> _Stored data entries_

┌────────

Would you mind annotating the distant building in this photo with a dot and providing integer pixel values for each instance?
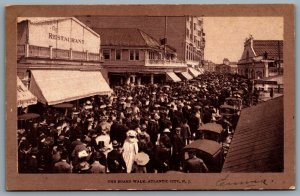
(184, 33)
(131, 56)
(261, 58)
(209, 66)
(58, 60)
(227, 67)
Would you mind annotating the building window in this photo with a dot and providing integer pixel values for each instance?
(118, 54)
(151, 55)
(134, 55)
(106, 54)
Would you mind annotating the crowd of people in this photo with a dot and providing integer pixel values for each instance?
(138, 129)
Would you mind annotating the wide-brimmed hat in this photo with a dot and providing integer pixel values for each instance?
(84, 166)
(115, 143)
(83, 154)
(141, 158)
(131, 133)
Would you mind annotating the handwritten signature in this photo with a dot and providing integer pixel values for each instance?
(248, 183)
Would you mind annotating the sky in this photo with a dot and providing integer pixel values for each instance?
(225, 36)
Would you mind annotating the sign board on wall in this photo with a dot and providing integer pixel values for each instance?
(64, 34)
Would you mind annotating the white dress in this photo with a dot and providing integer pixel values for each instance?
(130, 150)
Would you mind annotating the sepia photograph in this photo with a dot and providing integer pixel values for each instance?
(143, 101)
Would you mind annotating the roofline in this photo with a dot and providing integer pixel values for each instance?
(64, 18)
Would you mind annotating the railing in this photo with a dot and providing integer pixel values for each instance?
(21, 50)
(60, 54)
(161, 62)
(94, 57)
(54, 53)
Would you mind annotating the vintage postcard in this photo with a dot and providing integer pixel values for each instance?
(150, 97)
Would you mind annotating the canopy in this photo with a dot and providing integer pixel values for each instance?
(58, 86)
(28, 116)
(201, 70)
(194, 72)
(186, 75)
(24, 96)
(173, 77)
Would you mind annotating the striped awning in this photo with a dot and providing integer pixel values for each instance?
(171, 76)
(186, 75)
(57, 86)
(24, 96)
(193, 72)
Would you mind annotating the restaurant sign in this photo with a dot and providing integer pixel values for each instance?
(64, 38)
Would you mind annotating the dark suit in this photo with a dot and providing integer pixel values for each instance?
(62, 167)
(195, 165)
(115, 162)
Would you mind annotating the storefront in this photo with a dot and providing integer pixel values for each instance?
(59, 60)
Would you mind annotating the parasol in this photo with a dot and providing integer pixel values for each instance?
(63, 105)
(141, 158)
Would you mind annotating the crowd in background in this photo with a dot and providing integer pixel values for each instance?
(138, 129)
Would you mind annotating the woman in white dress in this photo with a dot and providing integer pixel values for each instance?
(130, 148)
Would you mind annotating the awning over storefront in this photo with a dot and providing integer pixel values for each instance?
(171, 76)
(24, 96)
(186, 75)
(58, 86)
(194, 72)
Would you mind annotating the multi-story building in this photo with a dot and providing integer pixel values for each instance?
(58, 59)
(227, 67)
(131, 55)
(261, 58)
(184, 33)
(209, 66)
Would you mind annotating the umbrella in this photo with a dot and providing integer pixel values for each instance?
(28, 116)
(63, 105)
(141, 158)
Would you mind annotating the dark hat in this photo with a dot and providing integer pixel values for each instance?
(100, 144)
(61, 138)
(115, 143)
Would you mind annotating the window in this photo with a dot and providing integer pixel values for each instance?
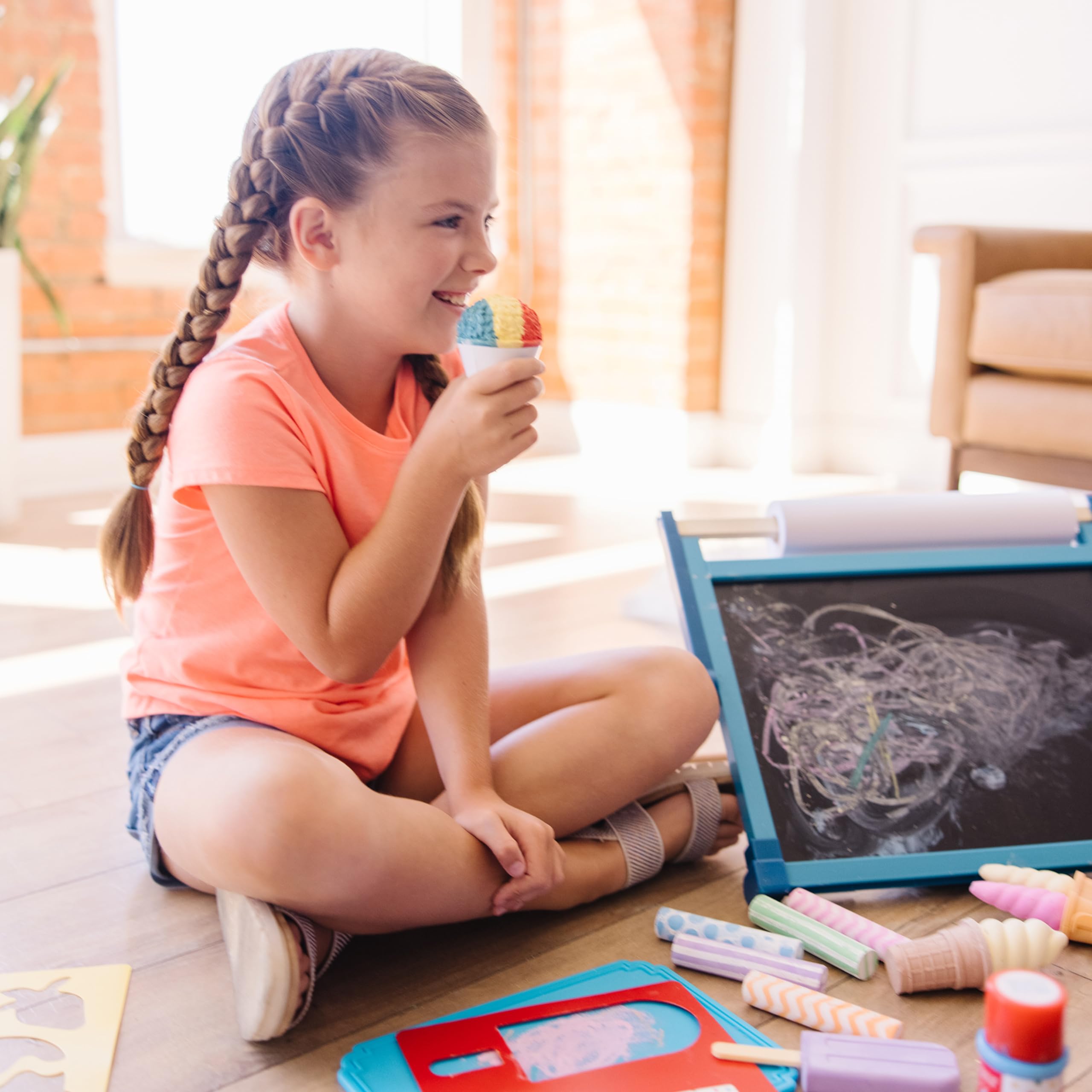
(188, 76)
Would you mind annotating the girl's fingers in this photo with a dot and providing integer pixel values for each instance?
(500, 842)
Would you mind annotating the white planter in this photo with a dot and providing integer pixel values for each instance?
(11, 383)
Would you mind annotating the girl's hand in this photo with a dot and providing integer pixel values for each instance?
(523, 845)
(482, 422)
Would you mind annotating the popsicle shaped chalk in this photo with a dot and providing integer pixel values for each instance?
(845, 953)
(843, 921)
(731, 961)
(671, 923)
(852, 1064)
(816, 1011)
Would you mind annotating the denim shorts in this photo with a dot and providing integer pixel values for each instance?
(154, 740)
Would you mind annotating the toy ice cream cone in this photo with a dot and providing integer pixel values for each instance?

└────────

> _Work order_
Print every record above exactly, but no pictures.

> _Output of the task_
Would you mind annotating the distant building in this photo with a dot and providing integer pixel values for each instance?
(184, 33)
(131, 56)
(261, 58)
(209, 66)
(58, 60)
(227, 67)
Would you mind annotating the building window in this photo with a dot and providing integer pixel values for each instance?
(118, 54)
(151, 55)
(134, 55)
(106, 54)
Would you mind annotating the crowd of people in this photo with a dot and providing integer pixel values for each instance?
(138, 129)
Would you mind annotating the wide-brimmed hat in this photo with a dot and providing integer pixel values for each instance?
(84, 166)
(115, 143)
(83, 154)
(141, 158)
(131, 133)
Would you mind annotating the handwritten signature in this photo with a dot and providing integer pixel values for each instance?
(248, 183)
Would you mind annotating the sky in this photo with a dot and providing integer pixel values for each instance?
(225, 36)
Would you mind annotating the sign board on wall in this photo with a dot and providing integer pixel values for each instance?
(64, 34)
Would you mind annotating the white dress in this photo with a dot and providing integer pixel values for each instance?
(130, 150)
Would you mind annotating the sepia photograph in this photo with a dot and providing integer pixel values for each instance?
(143, 101)
Would you mind annotating the roofline in this photo with a dot and providing integer pixel values for each instance?
(64, 18)
Would you mind annotating the railing in this photo with a dot and providing integer pixel values for each instance?
(21, 50)
(60, 54)
(161, 62)
(94, 57)
(54, 53)
Would you mind annotating the vintage postcard in this photo with a dot and providing integer pixel values for each instance?
(150, 97)
Would you mind annotating the canopy in this photo with a dot and providing integer pixel values for each instance?
(58, 86)
(28, 116)
(201, 70)
(194, 72)
(186, 75)
(24, 96)
(173, 77)
Would you mind annotating the striped awning in this photo with a dot and providing integer pixel values for each instance?
(171, 76)
(186, 75)
(57, 86)
(24, 96)
(193, 72)
Would you mind annotating the restaurant sign in this photo with a dot and providing integer pixel values for each instance?
(64, 38)
Would you mind annotating the dark suit in this photo with a dot and providing integer pixel values for each instance?
(62, 167)
(195, 165)
(115, 162)
Would you mind annotating the storefront in this photo with a dot and providing integer pixel values for each instance?
(59, 60)
Would you mind annotating the parasol in this photo with a dot and providing integer pixel values for each instance?
(63, 105)
(141, 158)
Would you mind annotating the crowd in background in this photo with a dot and providing integer pixel values for each instance?
(138, 129)
Would you mind annotating the woman in white dress in this photo with a dot and providing integer pixel values for each instance?
(130, 148)
Would you mind annotating the awning over storefront in this photo with a dot and providing integer pixel values for each instance?
(171, 76)
(24, 96)
(186, 75)
(58, 86)
(194, 72)
Would you mind annotating the multi-story building in this photo with a dot and providing integer pixel values for each instance?
(58, 59)
(227, 67)
(131, 55)
(261, 58)
(184, 33)
(209, 66)
Would you mind annotating the umbrella in this photo with a dot and providing integer pixel values for each instance?
(28, 116)
(63, 105)
(141, 158)
Would you mind annotating the dark hat in this photo with a dot and providing integer pixel values for each instance?
(100, 144)
(61, 138)
(115, 143)
Would you mind annotating the window in this photo with a dot and providing integer pixel values for each instance?
(188, 76)
Would you mind annotating the girl's fingers in this photo with a dot and providing integer pixel values for each instance?
(500, 842)
Would you mind annotating the white planter in this photo with a dot and providing integer pixel values for each instance?
(11, 383)
Would you mind annotating the girl's hand in this photo with a dot and providing integer pixel values for each instance?
(523, 845)
(482, 422)
Would you mind annotating the popsicle shaped chalk in this photo with a dot and providing integer pixel values for each instance?
(845, 953)
(843, 921)
(731, 961)
(671, 923)
(852, 1064)
(816, 1011)
Would you mind annotating the denim shorts in this photo with a dot and providing integer pixel values for each instance?
(154, 740)
Would you mind annotating the toy ice cream cone in this photo with a dot and providing integer pixel values for each instance?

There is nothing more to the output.